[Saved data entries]
— start —

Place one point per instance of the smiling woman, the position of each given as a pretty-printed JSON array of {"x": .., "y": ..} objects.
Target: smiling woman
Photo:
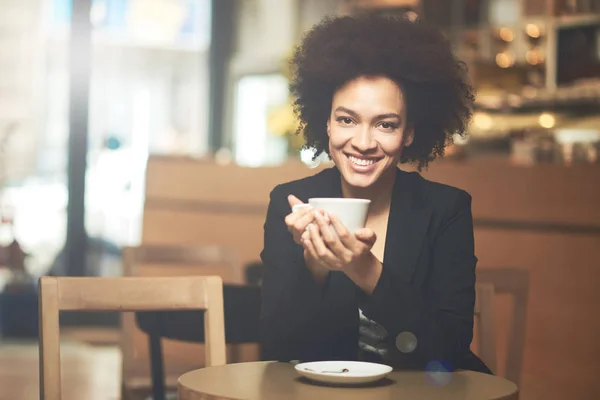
[{"x": 372, "y": 92}]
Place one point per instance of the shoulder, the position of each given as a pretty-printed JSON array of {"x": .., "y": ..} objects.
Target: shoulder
[
  {"x": 439, "y": 193},
  {"x": 443, "y": 199}
]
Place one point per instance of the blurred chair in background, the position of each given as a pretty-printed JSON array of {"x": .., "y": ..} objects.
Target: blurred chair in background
[{"x": 124, "y": 294}]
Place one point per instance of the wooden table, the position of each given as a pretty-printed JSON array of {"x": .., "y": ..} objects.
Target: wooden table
[{"x": 279, "y": 381}]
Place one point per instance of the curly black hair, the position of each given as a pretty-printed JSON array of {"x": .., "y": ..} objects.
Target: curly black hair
[{"x": 416, "y": 56}]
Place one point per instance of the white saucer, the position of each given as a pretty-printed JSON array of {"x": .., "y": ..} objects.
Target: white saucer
[{"x": 343, "y": 372}]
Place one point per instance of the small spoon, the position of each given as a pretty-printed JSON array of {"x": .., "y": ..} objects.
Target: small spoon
[{"x": 329, "y": 372}]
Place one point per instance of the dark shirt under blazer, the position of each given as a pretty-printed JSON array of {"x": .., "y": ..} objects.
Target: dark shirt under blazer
[{"x": 426, "y": 286}]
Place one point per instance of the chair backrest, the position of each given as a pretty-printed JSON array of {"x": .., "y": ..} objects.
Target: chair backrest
[
  {"x": 491, "y": 282},
  {"x": 160, "y": 261},
  {"x": 124, "y": 294},
  {"x": 486, "y": 333}
]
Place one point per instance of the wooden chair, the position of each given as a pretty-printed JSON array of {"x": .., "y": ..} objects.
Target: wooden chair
[
  {"x": 485, "y": 325},
  {"x": 491, "y": 282},
  {"x": 143, "y": 347},
  {"x": 124, "y": 294}
]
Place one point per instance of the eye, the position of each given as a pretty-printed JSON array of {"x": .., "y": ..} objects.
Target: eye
[
  {"x": 344, "y": 120},
  {"x": 388, "y": 126}
]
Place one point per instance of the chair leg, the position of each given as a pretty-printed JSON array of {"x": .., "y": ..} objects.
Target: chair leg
[{"x": 156, "y": 367}]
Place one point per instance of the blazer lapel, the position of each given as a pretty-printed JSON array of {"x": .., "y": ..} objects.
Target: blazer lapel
[{"x": 407, "y": 227}]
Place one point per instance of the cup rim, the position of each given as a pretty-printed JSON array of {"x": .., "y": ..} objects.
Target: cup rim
[{"x": 341, "y": 200}]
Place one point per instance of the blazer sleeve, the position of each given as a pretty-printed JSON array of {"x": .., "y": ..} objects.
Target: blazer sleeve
[
  {"x": 439, "y": 319},
  {"x": 294, "y": 308}
]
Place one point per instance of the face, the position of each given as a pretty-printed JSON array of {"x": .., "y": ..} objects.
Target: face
[{"x": 367, "y": 130}]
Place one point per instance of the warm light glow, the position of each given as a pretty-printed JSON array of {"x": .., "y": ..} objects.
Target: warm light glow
[
  {"x": 482, "y": 121},
  {"x": 547, "y": 120},
  {"x": 506, "y": 34},
  {"x": 533, "y": 31},
  {"x": 505, "y": 60},
  {"x": 411, "y": 16},
  {"x": 534, "y": 57}
]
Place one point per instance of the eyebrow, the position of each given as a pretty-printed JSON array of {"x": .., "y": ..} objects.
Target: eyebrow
[{"x": 355, "y": 114}]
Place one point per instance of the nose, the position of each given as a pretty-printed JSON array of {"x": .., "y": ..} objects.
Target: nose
[{"x": 363, "y": 140}]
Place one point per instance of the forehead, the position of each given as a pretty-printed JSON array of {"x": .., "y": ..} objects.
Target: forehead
[{"x": 370, "y": 95}]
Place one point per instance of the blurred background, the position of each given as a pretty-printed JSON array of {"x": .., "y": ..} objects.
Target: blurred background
[{"x": 130, "y": 122}]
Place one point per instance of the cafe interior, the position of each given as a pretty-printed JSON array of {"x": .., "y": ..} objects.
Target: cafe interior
[{"x": 141, "y": 139}]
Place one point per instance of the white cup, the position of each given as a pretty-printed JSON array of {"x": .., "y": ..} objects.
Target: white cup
[{"x": 351, "y": 212}]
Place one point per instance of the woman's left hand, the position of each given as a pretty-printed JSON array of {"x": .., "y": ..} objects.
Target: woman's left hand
[{"x": 341, "y": 252}]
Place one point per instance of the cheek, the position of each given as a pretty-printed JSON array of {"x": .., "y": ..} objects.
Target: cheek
[
  {"x": 391, "y": 146},
  {"x": 339, "y": 137}
]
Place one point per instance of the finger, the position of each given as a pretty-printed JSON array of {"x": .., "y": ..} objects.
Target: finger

— end —

*TASK DESCRIPTION*
Print out the lines exactly, skipping any picture.

*REPLY TO THE TASK*
Place one point per instance of the smiling woman, the position of each given as a pretty-printed JSON array of {"x": .., "y": ..} objects.
Target: smiling woman
Photo:
[{"x": 372, "y": 92}]
Place one point per instance of the shoulder, the position of each given as a pretty-printed JSON array of {"x": .., "y": ..} objects.
Target: shoulder
[
  {"x": 439, "y": 193},
  {"x": 443, "y": 199}
]
Place one point per instance of the blurred chair in background, the position of each given as a pretty-printed JSON array of {"x": .., "y": ..} objects.
Target: blurred chair in background
[{"x": 124, "y": 294}]
Place one point per instance of the wooden table, the position of each given as a pretty-printed JSON array of {"x": .., "y": ..} objects.
Target: wooden table
[{"x": 279, "y": 381}]
Place one point per instance of the curly black hair, the position of each given as a pretty-printed JSON array of {"x": .., "y": ..} objects.
Target: curly black hair
[{"x": 416, "y": 56}]
Place one point per instance of the white saucer, the position of each given as a pretty-printed JSON array of {"x": .., "y": ..} objects.
Target: white saucer
[{"x": 343, "y": 372}]
Place one point per instance of the small spoon, the position of each given as a pretty-printed JSON array of {"x": .., "y": ..} objects.
Target: small spoon
[{"x": 329, "y": 372}]
Place one point per instance of the dark shirt under blazer, the position of each given as a pretty-printed JSON array of {"x": .., "y": ..} objects.
Target: dark shirt under blazer
[{"x": 426, "y": 286}]
Place one point per instance of the chair backrest, the position of each given as a pretty-printed JSON array of {"x": .., "y": ..} objects.
Target: chair backrest
[
  {"x": 491, "y": 282},
  {"x": 160, "y": 261},
  {"x": 124, "y": 294},
  {"x": 486, "y": 333}
]
Place one point per instance of the wooden chair, the position of each given as a pretty-printed JSON array of {"x": .., "y": ..} objects.
Target: wooden chair
[
  {"x": 485, "y": 325},
  {"x": 491, "y": 282},
  {"x": 143, "y": 347},
  {"x": 124, "y": 294}
]
Place one point per instance of the eye, the position of each given as a pretty-printed JSON array of {"x": .., "y": ..} objects.
Target: eye
[
  {"x": 344, "y": 120},
  {"x": 388, "y": 126}
]
Place one point per instance of the chair leg, the position of each given as a pretty-printed JSON array of {"x": .., "y": ..} objects.
Target: chair leg
[{"x": 156, "y": 367}]
Place one point per instance of the blazer lapel, the position of each given as a pretty-printed JSON array of {"x": .., "y": ..} objects.
Target: blazer lapel
[{"x": 407, "y": 227}]
Place one point per instance of the cup rim, the position of each given as a pretty-printed JSON array of {"x": .., "y": ..} objects.
Target: cup rim
[{"x": 341, "y": 200}]
Place one point per instance of the blazer sleeve, the position of each given as a pretty-printed JSON array of {"x": .., "y": ..} objects.
Target: blazer sleeve
[
  {"x": 439, "y": 319},
  {"x": 294, "y": 308}
]
Place one point per instance of the face, the position of each given as a pretty-printed JSON array of {"x": .., "y": ..} objects.
Target: face
[{"x": 367, "y": 130}]
Place one point per instance of the warm light glow, the position of each given as a pretty-printed JSON array of {"x": .., "y": ..} objects.
Target: warm light glow
[
  {"x": 482, "y": 121},
  {"x": 547, "y": 120},
  {"x": 506, "y": 34},
  {"x": 533, "y": 31},
  {"x": 505, "y": 60},
  {"x": 411, "y": 16},
  {"x": 534, "y": 57}
]
Place one point per instance of the eyebrow, the position of each given as a pretty-printed JSON array of {"x": .., "y": ..} objects.
Target: eyebrow
[{"x": 355, "y": 114}]
Place one point per instance of the nose, the position of each given as a pretty-printed JSON array of {"x": .., "y": ..} objects.
Target: nose
[{"x": 363, "y": 140}]
Place one point per instance of the forehead, the position of each given as a pretty-printed JSON array of {"x": .., "y": ..} objects.
Target: forehead
[{"x": 370, "y": 95}]
Place one point per instance of the blurred background, the position of each given as a pretty-printed JSON array of {"x": .., "y": ..} objects.
Target: blurred background
[{"x": 130, "y": 122}]
Place one point per instance of the cafe interior, the position of each given as a pretty-printed JSON array of {"x": .., "y": ..} objects.
Target: cafe interior
[{"x": 141, "y": 139}]
Place one point per instance of the white cup, the position of each given as a pretty-printed JSON array of {"x": .., "y": ..} objects.
Target: white cup
[{"x": 351, "y": 212}]
Place one point per instance of the woman's left hand, the position of each given as a pretty-printed JSON array of {"x": .., "y": ..} objects.
Target: woman's left hand
[{"x": 341, "y": 252}]
Place one point per instance of the cheek, the position of each given as a pretty-printed JSON array of {"x": .., "y": ..} objects.
Target: cheek
[
  {"x": 391, "y": 146},
  {"x": 339, "y": 137}
]
Place one point per instance of the finger, the position of each given as a pretty-printed JSON array of {"x": .., "y": ..} objects.
Target: finger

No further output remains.